- **Aim of the task**
Restate every entry word for word.

- **Provided material**
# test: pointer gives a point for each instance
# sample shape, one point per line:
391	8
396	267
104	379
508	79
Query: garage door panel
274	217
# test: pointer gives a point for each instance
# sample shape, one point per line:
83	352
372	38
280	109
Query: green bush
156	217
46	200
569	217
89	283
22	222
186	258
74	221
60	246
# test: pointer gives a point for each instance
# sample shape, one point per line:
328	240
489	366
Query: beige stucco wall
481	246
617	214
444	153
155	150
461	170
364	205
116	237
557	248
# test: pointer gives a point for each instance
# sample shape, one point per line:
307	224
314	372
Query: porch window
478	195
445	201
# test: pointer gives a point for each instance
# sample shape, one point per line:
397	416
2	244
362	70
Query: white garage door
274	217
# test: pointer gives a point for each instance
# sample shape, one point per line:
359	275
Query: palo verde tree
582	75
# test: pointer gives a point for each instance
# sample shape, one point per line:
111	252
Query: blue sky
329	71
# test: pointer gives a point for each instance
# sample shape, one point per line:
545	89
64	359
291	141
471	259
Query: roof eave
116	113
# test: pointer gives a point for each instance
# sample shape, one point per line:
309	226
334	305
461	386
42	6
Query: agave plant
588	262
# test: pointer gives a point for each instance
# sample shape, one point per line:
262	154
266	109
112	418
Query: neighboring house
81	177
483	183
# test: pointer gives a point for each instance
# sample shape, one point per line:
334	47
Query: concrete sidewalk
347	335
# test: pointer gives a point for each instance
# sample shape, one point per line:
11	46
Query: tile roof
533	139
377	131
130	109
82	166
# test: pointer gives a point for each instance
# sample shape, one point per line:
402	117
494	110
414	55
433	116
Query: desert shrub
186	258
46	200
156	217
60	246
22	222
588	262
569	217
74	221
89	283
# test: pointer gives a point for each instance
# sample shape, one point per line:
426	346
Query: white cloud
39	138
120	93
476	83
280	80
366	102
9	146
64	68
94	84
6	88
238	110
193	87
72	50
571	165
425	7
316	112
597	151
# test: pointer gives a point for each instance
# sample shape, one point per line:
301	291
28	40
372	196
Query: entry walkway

- **The result**
# test: pointer gives a point for each instance
# sample shape, one point per line:
391	8
396	267
104	379
508	79
Query: garage door panel
274	217
# test: pointer gives a point for each instance
# sample shape, one point per line:
83	352
372	38
280	109
Query: green bush
156	217
46	200
569	217
89	283
22	222
186	258
74	221
60	246
# test: pointer gives a point for each instance
# sample shape, one point per line:
328	240
489	366
Query: beige stucco wall
481	246
617	214
444	153
155	150
461	170
364	205
116	237
557	248
# test: pointer gives a point for each instance
# sample shape, one point per line:
307	224
314	372
Query: porch window
478	195
445	201
# test: pointer gives a point for each instance
# sample shape, one point per line:
397	416
2	244
362	70
Query: white garage door
274	217
# test: pointer gives a point for each instance
# sample shape, one point per line:
359	275
Query: palo verde tree
582	75
# test: pointer gives a point for each instance
# sample shape, one point per line:
111	252
Query: blue sky
329	71
# test: pointer gives a point for each instance
# sample shape, one point per line:
545	89
64	359
291	141
471	259
Query: roof eave
116	113
# test: pointer gives a point for each instance
# sample shape, one point per line:
309	226
334	305
461	386
42	6
Query: agave plant
588	262
# test: pointer gives a point for each instance
# sample shape, one point per line:
262	154
266	109
112	418
Query: neighboring house
81	177
483	183
# test: pointer gives a point for each instance
# sample shape, one point per line:
334	47
Query: concrete sidewalk
347	335
# test: pointer gives a point for each instance
# sample shape, one point per line:
11	46
Query: tile roof
533	139
377	131
130	109
82	166
# test: pointer gives a point for each instance
# sample shape, one point per line:
402	117
494	110
414	55
433	116
Query: desert shrub
186	258
46	200
156	217
60	246
22	222
588	262
569	217
74	221
89	283
# test: pointer gives a point for each instance
# sample shape, one point per line:
426	346
Query: white cloud
39	138
120	93
476	83
280	80
366	102
9	146
64	68
94	84
6	88
238	110
193	87
72	50
571	165
425	7
316	112
597	151
# test: pointer gives a point for each instance
# sample shape, one point per line:
301	291
28	40
372	196
Query: entry walkway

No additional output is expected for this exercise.